## Brief:
Report every line of the records below that contains the word "type", copying each such line in full.

## Given records:
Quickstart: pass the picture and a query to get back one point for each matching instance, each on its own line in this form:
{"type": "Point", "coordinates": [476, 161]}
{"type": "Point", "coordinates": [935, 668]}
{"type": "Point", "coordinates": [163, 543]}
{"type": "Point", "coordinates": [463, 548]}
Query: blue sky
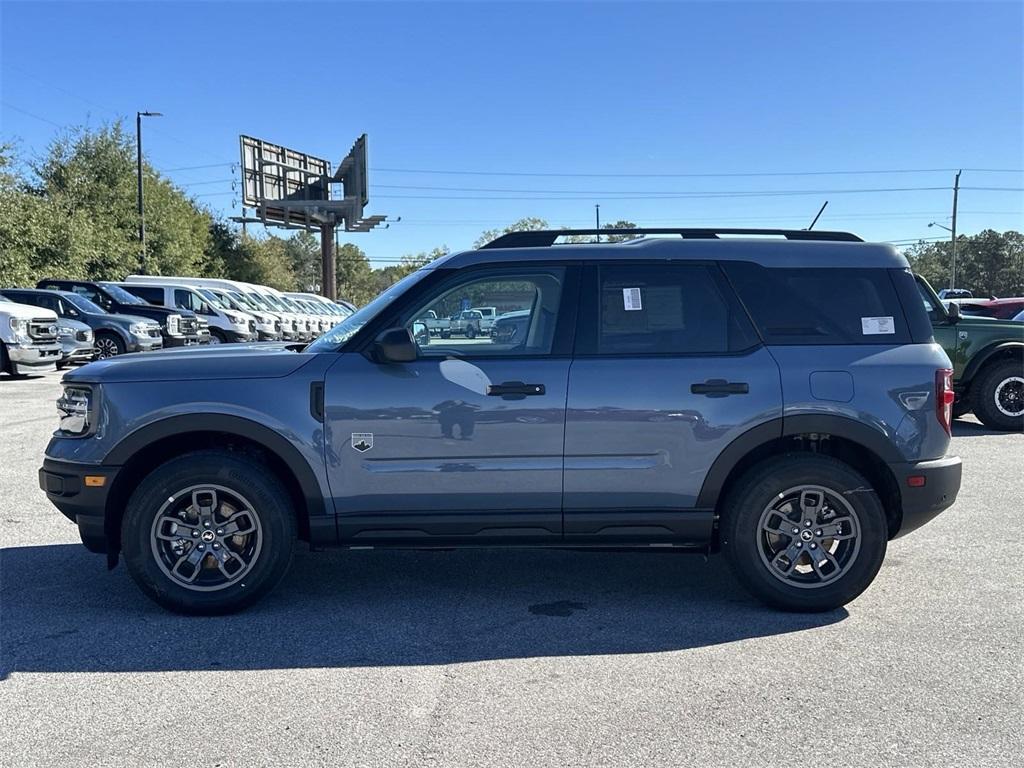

## Right answer:
{"type": "Point", "coordinates": [476, 161]}
{"type": "Point", "coordinates": [935, 668]}
{"type": "Point", "coordinates": [163, 543]}
{"type": "Point", "coordinates": [463, 548]}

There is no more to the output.